**Given instruction a:** In the records, repeat the lines from the line with "I would be grateful if you could spot the electrical" up to and including the last line of the records.

**Text extract:**
BEGIN

[QGIS-Developer] Find unmaintained plugins

Werner Macho werner.macho at gmail.com
Mon Feb 4 07:05:53 PST 2019


Hi,

I also dislike the idea of removing plugins completely, as already pointed
oout sometimes a plugin "just works" and there is no real maintenance
needed.
Also - even it is not maintained anymore the code inside can still be
useful to create something new out of it. And without seeing the plugin
everything would have to be invented again.

so -1 from my side for  removing plugins that are orphaned unless they are
part of a security / data integrity risk too.

regards
Werner

On Mon, Feb 4, 2019 at 3:25 PM Tim Sutton <tim at kartoza.com> wrote:

> Hi
>
>
> On 04 Feb 2019, at 00:30, Nyall Dawson <nyall.dawson at gmail.com> wrote:
>
> On Mon, 4 Feb 2019 at 00:57, Matthias Kuhn <matthias at opengis.ch> wrote:
>
>
> Hi Paolo
>
> On 2/3/19 1:39 PM, Paolo Cavallini wrote:
>
> Hi Matthias,
>
> On 03/02/19 10:17, Matthias Kuhn wrote:
>
> Marking a plugin as "unmaintained" or "deprecated" is a heavy action which
> may discourage developers and make even useful plugins disappear.
>
>
> deprecated yes, unmaintained not necessarily. We could just let the user
> know, perhaps suggesting a way to solve this, without removing them for
> the list of available plugins (just like the Featured tag).

END

Items from a data source:

BEGIN

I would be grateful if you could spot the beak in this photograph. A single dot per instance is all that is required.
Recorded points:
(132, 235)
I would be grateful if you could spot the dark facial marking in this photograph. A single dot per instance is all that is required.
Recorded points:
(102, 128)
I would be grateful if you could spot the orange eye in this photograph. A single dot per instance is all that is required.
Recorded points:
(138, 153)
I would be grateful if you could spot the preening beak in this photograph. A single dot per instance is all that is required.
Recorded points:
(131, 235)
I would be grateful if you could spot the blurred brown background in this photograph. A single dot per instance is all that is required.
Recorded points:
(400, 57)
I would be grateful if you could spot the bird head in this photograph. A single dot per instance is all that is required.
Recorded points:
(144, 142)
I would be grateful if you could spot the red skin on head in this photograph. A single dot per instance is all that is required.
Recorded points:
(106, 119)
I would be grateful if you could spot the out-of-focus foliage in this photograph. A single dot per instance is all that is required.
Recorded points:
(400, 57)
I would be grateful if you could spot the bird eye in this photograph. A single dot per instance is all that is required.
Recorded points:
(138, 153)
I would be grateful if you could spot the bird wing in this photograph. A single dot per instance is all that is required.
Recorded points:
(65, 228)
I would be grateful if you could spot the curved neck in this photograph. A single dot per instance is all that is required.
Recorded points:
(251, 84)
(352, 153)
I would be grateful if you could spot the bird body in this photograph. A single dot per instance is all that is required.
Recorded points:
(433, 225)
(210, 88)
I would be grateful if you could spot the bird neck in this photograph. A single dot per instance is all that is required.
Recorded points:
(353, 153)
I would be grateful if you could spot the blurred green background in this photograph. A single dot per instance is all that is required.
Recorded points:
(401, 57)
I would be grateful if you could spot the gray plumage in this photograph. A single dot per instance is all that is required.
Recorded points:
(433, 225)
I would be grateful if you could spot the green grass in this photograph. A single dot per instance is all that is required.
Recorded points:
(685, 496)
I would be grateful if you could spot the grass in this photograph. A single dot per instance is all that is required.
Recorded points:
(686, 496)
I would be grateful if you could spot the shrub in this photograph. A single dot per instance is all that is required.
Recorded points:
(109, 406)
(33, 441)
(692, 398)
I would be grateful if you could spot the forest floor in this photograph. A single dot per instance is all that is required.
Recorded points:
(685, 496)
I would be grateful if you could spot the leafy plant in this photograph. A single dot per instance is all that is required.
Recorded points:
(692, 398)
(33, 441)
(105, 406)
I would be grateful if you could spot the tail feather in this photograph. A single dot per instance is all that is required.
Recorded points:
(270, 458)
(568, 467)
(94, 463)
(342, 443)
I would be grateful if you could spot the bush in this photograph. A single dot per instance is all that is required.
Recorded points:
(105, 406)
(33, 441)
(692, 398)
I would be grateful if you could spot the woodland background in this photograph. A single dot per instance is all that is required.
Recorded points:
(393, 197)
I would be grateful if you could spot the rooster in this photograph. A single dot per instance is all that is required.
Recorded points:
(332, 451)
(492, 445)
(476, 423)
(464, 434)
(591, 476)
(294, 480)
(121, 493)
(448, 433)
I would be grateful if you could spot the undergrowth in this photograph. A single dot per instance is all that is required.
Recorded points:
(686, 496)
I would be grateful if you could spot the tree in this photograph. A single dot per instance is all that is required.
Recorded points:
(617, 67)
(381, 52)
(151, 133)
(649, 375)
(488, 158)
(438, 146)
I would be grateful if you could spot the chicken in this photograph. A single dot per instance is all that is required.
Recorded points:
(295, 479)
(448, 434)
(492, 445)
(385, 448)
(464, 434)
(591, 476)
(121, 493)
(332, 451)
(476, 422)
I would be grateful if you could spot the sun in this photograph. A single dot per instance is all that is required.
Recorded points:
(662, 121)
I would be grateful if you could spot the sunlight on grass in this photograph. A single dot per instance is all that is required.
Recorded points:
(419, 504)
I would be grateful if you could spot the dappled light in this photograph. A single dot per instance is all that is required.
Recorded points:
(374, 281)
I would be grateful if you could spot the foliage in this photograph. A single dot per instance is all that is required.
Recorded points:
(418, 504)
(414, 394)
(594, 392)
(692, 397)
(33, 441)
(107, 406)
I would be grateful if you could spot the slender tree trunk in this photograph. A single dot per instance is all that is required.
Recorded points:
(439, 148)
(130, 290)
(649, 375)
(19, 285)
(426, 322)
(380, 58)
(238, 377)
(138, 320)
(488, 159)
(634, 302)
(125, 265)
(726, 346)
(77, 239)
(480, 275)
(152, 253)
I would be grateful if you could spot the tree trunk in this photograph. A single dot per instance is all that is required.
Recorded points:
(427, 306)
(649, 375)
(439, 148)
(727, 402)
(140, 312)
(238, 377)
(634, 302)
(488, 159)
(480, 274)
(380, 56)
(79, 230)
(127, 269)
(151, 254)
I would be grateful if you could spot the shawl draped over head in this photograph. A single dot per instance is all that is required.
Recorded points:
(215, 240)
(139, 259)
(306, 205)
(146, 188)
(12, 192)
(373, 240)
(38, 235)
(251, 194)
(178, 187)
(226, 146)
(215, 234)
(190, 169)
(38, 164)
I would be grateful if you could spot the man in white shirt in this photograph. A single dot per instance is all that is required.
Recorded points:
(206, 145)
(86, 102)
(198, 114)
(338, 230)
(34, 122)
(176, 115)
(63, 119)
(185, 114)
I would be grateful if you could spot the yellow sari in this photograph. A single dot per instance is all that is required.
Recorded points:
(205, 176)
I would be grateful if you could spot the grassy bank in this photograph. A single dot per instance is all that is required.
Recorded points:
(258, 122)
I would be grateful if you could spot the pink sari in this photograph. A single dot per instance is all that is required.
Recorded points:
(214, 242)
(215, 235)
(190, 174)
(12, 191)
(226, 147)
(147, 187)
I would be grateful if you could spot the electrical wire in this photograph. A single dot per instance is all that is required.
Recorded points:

END

**Given instruction b:**
Answer these questions about the mailing-list message, one per line:
(i) What vote does Werner give on removing orphaned plugins?
(ii) Which tag is named as a model for informing users without removing plugins from the list of available plugins?
(iii) According to the message, what two effects may marking a plugin as "unmaintained" or "deprecated" have?

**Complete response a:**
I would be grateful if you could spot the electrical wire in this photograph. A single dot per instance is all that is required.
Recorded points:

**Complete response b:**
(i) -1
(ii) The Featured tag
(iii) It may discourage developers and make even useful plugins disappear.